SUPPLIED MATERIAL:
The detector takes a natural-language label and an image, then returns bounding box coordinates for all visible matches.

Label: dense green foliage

--

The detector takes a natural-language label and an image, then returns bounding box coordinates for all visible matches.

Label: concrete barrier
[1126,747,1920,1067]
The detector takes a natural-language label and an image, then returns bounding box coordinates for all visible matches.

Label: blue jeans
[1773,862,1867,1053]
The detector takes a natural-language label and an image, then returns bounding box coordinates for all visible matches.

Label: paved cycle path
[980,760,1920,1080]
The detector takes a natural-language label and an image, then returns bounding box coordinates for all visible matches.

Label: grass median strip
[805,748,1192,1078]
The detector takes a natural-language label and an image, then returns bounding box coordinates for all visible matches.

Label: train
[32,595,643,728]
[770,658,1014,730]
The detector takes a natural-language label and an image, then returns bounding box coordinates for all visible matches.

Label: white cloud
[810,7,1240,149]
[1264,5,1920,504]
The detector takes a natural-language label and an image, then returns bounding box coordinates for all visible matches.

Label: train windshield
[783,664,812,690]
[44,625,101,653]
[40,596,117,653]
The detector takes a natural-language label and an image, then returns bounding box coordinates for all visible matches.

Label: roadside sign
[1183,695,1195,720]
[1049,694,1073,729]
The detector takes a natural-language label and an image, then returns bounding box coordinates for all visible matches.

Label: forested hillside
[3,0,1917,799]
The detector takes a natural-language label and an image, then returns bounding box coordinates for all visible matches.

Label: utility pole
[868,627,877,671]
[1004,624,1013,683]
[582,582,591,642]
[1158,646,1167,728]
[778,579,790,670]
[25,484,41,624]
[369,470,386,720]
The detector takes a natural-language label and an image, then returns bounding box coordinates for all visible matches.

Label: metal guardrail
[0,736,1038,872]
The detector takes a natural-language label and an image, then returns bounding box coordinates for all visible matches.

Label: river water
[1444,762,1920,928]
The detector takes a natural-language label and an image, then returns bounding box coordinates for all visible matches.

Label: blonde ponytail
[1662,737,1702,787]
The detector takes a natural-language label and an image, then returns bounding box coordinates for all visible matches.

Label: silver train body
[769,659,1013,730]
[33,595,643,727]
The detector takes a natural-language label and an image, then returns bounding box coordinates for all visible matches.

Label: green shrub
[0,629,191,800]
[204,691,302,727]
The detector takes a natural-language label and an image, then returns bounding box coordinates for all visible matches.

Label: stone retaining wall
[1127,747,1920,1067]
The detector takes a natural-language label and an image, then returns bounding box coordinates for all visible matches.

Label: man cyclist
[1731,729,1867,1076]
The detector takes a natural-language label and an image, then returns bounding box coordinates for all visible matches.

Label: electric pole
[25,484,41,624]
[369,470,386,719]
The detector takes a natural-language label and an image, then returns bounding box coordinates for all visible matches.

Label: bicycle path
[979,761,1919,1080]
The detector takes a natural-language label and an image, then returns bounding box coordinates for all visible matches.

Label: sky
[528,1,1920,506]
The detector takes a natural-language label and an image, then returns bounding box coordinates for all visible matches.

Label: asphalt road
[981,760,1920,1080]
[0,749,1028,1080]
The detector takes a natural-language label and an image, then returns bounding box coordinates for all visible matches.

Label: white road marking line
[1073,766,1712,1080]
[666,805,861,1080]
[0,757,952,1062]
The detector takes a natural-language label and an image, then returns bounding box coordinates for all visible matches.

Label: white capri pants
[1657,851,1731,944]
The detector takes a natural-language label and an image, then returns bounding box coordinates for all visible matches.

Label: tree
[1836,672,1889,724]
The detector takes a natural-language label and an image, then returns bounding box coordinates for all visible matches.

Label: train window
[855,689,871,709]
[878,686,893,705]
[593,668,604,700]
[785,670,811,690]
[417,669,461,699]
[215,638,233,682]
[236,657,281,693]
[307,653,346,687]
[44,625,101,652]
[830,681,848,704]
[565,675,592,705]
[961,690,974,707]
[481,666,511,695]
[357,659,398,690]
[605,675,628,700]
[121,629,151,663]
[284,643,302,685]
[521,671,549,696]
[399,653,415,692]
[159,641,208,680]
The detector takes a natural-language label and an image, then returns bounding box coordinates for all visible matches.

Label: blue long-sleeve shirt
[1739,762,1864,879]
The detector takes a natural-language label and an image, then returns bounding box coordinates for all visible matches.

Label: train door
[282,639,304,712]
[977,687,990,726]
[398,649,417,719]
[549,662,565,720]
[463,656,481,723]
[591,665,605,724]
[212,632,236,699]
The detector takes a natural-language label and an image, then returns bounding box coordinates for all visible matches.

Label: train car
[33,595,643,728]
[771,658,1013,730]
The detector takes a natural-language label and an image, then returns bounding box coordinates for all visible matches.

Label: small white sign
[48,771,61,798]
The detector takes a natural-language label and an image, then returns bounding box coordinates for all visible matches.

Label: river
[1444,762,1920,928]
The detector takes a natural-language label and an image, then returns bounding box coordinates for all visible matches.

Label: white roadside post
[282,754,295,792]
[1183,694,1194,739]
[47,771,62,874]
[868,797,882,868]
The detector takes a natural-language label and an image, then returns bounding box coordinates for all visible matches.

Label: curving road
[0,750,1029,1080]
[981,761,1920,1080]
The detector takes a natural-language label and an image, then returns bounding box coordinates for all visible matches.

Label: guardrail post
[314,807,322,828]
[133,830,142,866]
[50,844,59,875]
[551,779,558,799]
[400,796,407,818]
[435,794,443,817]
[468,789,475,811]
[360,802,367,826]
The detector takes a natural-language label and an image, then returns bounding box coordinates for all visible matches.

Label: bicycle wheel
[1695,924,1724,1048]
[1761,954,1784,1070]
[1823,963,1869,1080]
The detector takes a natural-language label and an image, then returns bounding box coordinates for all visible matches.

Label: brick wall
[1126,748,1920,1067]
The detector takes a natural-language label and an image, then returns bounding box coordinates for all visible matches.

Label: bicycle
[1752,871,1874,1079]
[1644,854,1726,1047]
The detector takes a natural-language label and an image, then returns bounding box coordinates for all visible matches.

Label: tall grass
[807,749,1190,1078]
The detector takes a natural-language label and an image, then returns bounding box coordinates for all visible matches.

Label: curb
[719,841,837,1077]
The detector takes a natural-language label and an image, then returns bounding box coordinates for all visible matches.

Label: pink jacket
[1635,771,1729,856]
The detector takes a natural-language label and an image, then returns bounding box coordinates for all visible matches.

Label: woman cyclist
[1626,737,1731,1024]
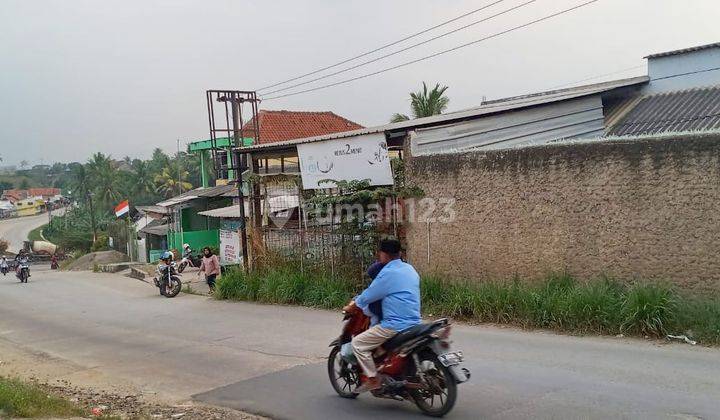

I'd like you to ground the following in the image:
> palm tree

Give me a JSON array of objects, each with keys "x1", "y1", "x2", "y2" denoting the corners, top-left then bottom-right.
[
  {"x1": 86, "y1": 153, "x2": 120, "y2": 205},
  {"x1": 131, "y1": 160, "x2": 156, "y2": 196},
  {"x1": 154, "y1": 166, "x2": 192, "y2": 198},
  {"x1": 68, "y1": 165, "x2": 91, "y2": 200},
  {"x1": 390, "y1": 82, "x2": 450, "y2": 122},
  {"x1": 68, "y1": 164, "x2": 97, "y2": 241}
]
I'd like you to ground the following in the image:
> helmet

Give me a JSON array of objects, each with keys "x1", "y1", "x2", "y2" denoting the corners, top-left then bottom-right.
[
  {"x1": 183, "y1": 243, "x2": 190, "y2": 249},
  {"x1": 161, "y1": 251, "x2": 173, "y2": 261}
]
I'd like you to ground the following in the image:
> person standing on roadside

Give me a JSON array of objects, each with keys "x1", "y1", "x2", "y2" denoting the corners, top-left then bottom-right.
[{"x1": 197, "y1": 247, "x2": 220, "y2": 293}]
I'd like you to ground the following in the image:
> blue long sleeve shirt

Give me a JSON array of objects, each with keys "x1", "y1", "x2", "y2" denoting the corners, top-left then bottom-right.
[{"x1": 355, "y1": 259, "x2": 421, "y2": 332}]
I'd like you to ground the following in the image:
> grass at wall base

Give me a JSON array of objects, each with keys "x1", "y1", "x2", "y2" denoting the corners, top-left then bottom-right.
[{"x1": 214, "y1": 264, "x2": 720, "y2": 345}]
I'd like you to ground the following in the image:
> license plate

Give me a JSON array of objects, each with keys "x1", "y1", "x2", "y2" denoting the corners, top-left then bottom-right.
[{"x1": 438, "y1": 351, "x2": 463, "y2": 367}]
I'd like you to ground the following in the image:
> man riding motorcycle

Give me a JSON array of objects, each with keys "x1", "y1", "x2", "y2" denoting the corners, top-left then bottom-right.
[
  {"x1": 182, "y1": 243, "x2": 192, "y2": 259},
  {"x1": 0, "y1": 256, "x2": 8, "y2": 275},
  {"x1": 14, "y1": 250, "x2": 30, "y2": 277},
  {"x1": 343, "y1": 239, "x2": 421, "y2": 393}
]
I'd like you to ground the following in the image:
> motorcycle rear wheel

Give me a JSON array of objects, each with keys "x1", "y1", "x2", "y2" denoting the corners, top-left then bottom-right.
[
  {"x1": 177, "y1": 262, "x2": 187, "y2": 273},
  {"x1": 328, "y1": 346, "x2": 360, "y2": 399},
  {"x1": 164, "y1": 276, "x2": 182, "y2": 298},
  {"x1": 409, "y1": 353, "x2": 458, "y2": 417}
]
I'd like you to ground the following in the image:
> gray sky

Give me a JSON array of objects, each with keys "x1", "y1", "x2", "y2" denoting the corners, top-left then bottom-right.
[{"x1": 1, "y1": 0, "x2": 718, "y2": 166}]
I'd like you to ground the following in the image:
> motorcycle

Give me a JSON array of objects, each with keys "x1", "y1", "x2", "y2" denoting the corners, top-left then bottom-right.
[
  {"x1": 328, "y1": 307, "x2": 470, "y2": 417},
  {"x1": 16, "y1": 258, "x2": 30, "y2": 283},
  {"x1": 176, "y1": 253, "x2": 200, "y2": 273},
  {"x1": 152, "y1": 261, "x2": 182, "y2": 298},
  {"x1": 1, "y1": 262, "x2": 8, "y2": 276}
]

--

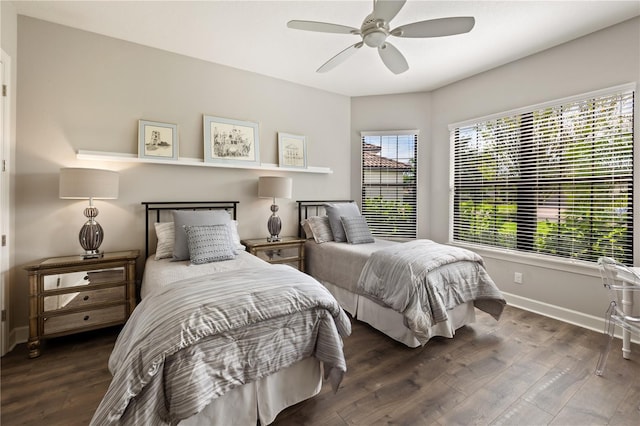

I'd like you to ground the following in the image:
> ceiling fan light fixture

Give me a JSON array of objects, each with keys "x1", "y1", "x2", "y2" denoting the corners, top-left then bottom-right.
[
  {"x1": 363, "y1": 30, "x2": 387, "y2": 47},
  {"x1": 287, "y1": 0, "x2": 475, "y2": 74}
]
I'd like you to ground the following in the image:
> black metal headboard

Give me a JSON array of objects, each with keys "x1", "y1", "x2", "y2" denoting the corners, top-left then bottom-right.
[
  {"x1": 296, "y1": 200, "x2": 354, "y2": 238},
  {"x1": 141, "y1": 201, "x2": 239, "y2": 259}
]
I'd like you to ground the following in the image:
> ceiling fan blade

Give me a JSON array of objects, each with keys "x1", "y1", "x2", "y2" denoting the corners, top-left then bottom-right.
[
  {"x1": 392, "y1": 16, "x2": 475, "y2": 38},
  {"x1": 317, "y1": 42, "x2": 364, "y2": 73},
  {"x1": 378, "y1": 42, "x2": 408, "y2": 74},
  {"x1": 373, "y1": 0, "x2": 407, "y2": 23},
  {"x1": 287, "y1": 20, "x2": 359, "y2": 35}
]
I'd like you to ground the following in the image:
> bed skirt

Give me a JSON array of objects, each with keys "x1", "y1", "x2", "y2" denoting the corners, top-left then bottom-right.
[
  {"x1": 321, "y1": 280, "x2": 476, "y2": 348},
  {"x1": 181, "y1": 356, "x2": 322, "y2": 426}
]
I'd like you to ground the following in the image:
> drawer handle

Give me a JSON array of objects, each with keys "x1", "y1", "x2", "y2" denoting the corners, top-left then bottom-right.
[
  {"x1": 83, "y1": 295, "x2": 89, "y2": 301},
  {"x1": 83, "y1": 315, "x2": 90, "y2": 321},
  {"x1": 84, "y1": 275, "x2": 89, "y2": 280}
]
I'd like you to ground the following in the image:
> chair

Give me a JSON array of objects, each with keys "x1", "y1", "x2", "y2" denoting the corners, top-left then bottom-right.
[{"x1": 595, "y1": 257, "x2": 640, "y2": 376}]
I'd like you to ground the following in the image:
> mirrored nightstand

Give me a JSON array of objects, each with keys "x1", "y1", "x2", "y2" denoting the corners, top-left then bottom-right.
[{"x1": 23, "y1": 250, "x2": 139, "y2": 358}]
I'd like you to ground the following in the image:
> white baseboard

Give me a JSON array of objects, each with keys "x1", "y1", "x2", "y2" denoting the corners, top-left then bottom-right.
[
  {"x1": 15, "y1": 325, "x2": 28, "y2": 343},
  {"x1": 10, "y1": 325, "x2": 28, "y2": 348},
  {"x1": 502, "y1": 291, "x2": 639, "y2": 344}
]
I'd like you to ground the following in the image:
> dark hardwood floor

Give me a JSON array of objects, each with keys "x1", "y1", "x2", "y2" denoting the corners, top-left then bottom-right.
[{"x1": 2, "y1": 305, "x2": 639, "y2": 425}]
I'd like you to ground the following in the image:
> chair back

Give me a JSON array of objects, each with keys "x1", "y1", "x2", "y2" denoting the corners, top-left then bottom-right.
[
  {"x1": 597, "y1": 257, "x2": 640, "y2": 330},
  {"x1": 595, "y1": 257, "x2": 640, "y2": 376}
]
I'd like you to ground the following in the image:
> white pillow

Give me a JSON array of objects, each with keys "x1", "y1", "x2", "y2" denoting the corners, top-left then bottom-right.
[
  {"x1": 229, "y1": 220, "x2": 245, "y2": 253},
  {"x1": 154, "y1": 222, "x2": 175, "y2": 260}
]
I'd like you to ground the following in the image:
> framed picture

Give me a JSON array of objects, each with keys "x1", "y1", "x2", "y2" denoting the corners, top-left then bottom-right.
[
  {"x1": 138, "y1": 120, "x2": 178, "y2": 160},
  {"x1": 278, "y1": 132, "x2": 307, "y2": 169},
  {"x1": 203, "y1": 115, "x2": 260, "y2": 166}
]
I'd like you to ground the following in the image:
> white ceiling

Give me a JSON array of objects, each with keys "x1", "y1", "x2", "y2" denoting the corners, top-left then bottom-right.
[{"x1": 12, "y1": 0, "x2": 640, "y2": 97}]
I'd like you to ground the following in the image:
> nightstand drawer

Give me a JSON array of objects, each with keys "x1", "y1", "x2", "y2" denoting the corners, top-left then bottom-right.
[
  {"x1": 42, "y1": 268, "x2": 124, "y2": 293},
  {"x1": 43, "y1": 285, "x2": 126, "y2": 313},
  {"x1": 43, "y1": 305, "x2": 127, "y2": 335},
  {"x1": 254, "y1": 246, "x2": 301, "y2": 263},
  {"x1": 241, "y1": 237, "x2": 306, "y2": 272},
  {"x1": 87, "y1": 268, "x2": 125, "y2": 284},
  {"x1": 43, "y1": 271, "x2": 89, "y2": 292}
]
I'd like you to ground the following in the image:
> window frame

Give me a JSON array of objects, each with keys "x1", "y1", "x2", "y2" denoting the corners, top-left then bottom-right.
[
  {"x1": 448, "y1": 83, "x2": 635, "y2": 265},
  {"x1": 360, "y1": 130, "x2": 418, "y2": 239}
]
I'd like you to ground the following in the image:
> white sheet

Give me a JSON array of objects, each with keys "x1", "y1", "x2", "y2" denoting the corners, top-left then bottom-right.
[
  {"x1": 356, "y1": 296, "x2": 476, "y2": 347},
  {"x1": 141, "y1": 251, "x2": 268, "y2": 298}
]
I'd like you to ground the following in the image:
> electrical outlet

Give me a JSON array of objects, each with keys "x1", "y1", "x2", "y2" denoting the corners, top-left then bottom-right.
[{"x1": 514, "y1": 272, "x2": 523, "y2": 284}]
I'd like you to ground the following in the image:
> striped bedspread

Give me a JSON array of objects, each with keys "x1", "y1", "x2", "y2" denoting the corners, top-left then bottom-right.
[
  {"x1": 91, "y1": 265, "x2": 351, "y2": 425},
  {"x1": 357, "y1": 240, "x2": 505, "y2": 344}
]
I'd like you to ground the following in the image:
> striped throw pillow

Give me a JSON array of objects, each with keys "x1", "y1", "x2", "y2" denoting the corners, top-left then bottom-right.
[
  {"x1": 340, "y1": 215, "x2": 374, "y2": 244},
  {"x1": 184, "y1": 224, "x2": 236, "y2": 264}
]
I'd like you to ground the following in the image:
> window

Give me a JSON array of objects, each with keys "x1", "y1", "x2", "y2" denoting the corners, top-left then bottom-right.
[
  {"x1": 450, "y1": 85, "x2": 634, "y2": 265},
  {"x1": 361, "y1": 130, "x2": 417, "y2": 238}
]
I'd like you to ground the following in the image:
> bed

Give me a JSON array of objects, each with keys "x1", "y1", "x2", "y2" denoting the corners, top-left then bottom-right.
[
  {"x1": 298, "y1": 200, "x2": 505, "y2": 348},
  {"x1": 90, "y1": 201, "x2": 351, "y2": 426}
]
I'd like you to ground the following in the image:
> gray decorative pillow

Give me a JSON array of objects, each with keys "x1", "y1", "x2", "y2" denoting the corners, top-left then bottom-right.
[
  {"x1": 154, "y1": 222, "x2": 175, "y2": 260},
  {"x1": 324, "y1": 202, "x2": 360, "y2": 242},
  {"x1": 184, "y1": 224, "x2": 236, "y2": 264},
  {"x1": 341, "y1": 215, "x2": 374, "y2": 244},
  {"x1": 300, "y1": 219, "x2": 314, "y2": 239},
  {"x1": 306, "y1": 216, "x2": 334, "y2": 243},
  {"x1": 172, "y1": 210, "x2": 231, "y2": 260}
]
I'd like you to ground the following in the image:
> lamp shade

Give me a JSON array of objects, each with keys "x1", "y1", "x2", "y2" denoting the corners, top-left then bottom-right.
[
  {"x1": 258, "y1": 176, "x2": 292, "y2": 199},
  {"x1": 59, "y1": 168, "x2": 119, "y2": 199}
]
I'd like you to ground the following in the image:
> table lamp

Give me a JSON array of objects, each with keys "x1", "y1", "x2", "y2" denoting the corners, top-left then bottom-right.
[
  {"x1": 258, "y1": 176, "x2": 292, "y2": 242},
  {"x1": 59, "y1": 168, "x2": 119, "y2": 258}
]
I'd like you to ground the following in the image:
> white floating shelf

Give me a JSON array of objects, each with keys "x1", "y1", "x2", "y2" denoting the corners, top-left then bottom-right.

WORK ORDER:
Copy every line of the data above in which the string "ceiling" appears.

WRITTEN ANSWER:
> ceiling fan light fixture
> ceiling fan blade
> white ceiling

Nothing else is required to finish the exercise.